>> START Document segment
Weave... Mozilla Is Trying To Be More Social
Cassanova writes "Weave is the newest Mozilla Labs project. It allows the user to save browser settings on Mozilla servers (Favorites, sessions, passwords, etc.) and load them from anywhere. With this project, Mozilla is trying to be an online services provider, which is an important step. But can Mozilla labs get over the privacy issues?"
anyone can get over the privacy issues, Mozilla just needs to encrypt the user's settings with a strong key and store the encrypted data to the server. Only the user can decrypt it (assuming he remembers his passphrase) and you're done.
If you make this a non-optional feature then it can be touted as a big privacy win and people will surely be happier wit it. If you allow the passphrase to be stored locally then ease of use is solved too (obviously you'd still need to enter it if you used a browser not on your home PC, but that's ok).
I wouldn't use this. After all, the bookmarks I have at home are different from the ones I have at work. :)
I can't envisage a time when I'd need this. Plus it's very easy to SCP my bookmarks.html from my PC at home if I need them - or a simple SSH and grep to find the precise one I want. A solution in search of a problem?
Get your own free personal location tracker
If you don't want to use it, don't download the extension. To use it, you have to:
- Go to a site
- Create an account
- Download an extension (on every single computer you use)
- Put in your username and password (again)
- Put in a private encryption passphrase
- Manually click the 'Sync' button.
>> END Document segment
>> START Records shown
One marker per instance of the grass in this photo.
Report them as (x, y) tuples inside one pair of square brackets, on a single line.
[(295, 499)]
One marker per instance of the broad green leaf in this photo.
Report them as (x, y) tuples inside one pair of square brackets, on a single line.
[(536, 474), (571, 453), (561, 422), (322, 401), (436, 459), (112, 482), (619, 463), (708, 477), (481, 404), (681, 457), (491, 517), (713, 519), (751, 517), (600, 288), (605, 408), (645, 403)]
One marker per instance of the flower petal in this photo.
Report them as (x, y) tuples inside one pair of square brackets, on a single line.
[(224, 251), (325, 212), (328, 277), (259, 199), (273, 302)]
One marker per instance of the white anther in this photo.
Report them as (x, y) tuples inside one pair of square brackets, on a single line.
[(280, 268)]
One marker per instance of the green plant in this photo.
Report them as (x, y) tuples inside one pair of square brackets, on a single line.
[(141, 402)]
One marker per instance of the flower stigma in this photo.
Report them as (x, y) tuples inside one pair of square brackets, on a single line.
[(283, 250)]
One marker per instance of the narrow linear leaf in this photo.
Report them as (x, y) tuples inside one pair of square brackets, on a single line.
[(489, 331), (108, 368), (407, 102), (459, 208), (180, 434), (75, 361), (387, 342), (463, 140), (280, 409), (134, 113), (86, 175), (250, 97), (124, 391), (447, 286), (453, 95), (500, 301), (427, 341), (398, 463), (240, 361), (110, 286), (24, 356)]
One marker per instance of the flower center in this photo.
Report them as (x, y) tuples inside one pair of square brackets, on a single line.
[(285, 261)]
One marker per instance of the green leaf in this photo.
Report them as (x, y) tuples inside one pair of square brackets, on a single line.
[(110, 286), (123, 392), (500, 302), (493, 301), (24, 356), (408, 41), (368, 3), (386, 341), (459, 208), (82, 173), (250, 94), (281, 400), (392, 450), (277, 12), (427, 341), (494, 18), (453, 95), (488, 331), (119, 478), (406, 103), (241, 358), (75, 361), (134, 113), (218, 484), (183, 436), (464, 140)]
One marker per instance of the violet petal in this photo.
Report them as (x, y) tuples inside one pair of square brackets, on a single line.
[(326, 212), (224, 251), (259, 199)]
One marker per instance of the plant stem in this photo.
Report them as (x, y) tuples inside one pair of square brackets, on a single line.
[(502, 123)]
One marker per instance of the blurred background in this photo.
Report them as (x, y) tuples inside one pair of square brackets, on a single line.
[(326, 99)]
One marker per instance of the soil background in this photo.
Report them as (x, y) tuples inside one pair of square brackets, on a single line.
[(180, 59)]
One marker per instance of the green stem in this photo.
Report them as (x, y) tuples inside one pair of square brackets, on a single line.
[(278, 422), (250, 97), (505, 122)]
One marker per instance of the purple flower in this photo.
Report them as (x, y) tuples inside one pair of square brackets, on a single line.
>> END Records shown
— Task set —
1/ In the Weave discussion, condense the paragraph beginning "anyone can get over the privacy issues" into a bulleted list that keeps its main facts.
2/ In the entries, going from the line with "One marker per instance of the flower stigma" up to and including the line with "[(285, 261)]", swap each "flower" for "blossom" and return only those lines, otherwise unchanged.

— Answers below —
1/
- Anyone can overcome the privacy issues.
- Mozilla should encrypt the user's settings with a strong key.
- Only the encrypted data should be stored on the server.
- Only the user can decrypt it, provided the passphrase is remembered.

2/
One marker per instance of the blossom stigma in this photo.
Report them as (x, y) tuples inside one pair of square brackets, on a single line.
[(283, 250)]
One marker per instance of the narrow linear leaf in this photo.
Report them as (x, y) tuples inside one pair of square brackets, on a single line.
[(489, 331), (108, 368), (407, 102), (459, 208), (180, 434), (75, 361), (387, 342), (463, 140), (280, 409), (134, 113), (86, 175), (250, 97), (124, 391), (447, 286), (453, 95), (500, 301), (427, 341), (398, 463), (240, 361), (110, 286), (24, 356)]
One marker per instance of the blossom center in this photo.
Report them as (x, y) tuples inside one pair of square brackets, on a single line.
[(285, 261)]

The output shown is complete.